Complete the following:
1. In the article on why dogs howl, which comes before the entries, write out the passage that begins at the words "Science may not" and ends after the words "vegetables and grains.".
2. Translate this sentence from the article on why dogs howl, placed above the entries, into Spanish: "For example, wolves and dogs are omnivores, which means that they both eat plants and animals."
3. Proceed with the article on why dogs howl, found ahead of the entries, starting after its last sentence.

Why Do Dogs Howl?

As most dog owners know, howling can be a source of mystery and a source of aggravation—sometimes even both at once.

While canine experts are still trying to learn more about the role howling plays in the daily lives of dogs, there’s plenty of evidence to oppose the notion that it’s merely senseless noise. There are times when it appears as though dogs are howling for unknown reasons, but there are other times when the howling is a direct response to nearby sounds or movement.

Science may not be able to explain all there is to know about howling at this time, but the following theories offer some of the best potential explanations for the behavior.


Wolf Heritage

Because wolves (Canis lupus) and dogs (Canis lupus familiaris) descended from a common ancestor, they share a number of common traits with each other.

For example, wolves and dogs are omnivores, which means that they both eat plants and animals. However, dogs tend to eat higher percentages of vegetables and grains.

Records shown:
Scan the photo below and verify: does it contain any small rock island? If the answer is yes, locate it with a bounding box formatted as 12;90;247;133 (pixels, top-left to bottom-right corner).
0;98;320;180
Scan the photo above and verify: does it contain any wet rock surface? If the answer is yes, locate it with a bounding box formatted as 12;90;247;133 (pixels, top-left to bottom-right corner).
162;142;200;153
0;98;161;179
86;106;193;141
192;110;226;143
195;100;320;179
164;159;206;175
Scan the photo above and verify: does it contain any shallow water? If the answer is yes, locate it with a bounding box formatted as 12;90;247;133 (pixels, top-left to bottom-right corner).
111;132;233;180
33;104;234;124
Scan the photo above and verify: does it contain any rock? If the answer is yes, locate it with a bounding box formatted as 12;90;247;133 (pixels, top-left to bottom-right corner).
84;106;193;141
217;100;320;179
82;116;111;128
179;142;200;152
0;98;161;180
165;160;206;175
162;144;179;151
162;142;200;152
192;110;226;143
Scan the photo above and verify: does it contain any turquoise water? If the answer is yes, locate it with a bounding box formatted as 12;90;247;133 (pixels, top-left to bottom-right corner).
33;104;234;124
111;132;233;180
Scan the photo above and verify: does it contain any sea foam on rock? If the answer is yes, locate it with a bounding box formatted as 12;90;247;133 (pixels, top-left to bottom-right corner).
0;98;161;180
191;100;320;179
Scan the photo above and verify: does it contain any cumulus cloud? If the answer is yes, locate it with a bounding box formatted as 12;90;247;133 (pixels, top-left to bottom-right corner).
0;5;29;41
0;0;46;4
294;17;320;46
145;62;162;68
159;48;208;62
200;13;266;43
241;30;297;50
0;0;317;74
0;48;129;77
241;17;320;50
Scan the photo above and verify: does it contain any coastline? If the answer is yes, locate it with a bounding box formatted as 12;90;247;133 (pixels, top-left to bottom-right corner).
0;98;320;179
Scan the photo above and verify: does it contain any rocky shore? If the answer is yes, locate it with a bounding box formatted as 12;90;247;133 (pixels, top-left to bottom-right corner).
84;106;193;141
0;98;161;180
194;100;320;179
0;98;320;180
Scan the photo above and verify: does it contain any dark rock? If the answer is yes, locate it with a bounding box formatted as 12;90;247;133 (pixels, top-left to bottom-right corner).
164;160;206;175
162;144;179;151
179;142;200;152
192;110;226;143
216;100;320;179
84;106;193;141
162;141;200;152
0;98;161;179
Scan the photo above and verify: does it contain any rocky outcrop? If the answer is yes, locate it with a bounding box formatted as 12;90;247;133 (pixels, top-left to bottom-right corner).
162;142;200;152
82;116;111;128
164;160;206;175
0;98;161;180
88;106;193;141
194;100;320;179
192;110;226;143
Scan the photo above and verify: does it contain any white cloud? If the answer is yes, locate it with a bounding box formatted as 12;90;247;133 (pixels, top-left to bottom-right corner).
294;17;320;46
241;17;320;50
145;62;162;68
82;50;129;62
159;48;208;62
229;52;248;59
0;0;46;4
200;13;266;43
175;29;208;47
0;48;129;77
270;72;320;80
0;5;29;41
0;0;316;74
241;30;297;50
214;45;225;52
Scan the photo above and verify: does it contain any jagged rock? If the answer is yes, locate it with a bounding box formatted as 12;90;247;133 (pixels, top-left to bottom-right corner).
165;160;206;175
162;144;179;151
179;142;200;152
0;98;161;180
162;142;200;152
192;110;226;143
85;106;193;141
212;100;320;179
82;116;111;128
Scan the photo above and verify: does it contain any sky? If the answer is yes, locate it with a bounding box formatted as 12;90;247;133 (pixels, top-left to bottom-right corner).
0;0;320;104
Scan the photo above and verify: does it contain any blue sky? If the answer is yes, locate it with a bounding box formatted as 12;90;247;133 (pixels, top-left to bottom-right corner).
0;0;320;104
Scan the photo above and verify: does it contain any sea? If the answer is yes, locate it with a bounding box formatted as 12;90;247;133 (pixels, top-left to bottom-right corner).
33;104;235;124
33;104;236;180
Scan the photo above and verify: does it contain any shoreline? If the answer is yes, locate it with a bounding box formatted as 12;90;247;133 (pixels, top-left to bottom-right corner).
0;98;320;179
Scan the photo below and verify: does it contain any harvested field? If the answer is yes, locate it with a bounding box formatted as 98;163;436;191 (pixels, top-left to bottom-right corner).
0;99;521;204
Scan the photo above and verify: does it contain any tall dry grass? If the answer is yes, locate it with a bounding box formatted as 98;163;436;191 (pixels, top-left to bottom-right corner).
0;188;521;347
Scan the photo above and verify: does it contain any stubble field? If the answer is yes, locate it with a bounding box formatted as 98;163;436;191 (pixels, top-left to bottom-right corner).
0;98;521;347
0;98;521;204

Answers to the tasks:
1.
Science may not be able to explain all there is to know about howling at this time, but the following theories offer some of the best potential explanations for the behavior.


Wolf Heritage

Because wolves (Canis lupus) and dogs (Canis lupus familiaris) descended from a common ancestor, they share a number of common traits with each other.

For example, wolves and dogs are omnivores, which means that they both eat plants and animals. However, dogs tend to eat higher percentages of vegetables and grains.

2. Por ejemplo, los lobos y los perros son omnívoros, lo que significa que ambos comen plantas y animales.

3.
In the same way, dogs and wolves are both known to howl alone and in groups. Wolves tend to howl as a way of communicating with or locating other wolves, but dogs don’t always seem to howl for such practical reasons.

Still, regardless of why they do it, there’s no doubt that dogs are still howling today because of the genetic heritage they share with wolves.


Medical Issues

If you’ve ever had the misfortune of swinging a hammer onto your thumb instead of a nail, you’re probably well-acquainted with the concept of howling in pain.

Well, when dogs are feeling discomfort, they will often do the same. If your dog is bellowing with increased frequency in a way that seems out of character and unnatural, it may be time to plan a trip to the vet.

Although howling is not always indicative of a health issue, in some cases it can be exactly that, so it’s best to have a trained professional rule out the possibility of illness or injury. That way, you can at least have the peace of mind that comes from knowing it’s just a slightly annoying behavior, not a symptom.


Some dogs are prized for their ability to keep homes safe by alerting their families to potential intruders.

Just as wolves may use their howling to alert the pack to a potential threat, a good watchdog will let his family know when something is amiss. Not all dogs have a knack for differentiating friend from foe, nor can they all separate a harmless noise from a legitimate cause for concern, but since you are part of the same family, they want you to know what they know as soon as they know it.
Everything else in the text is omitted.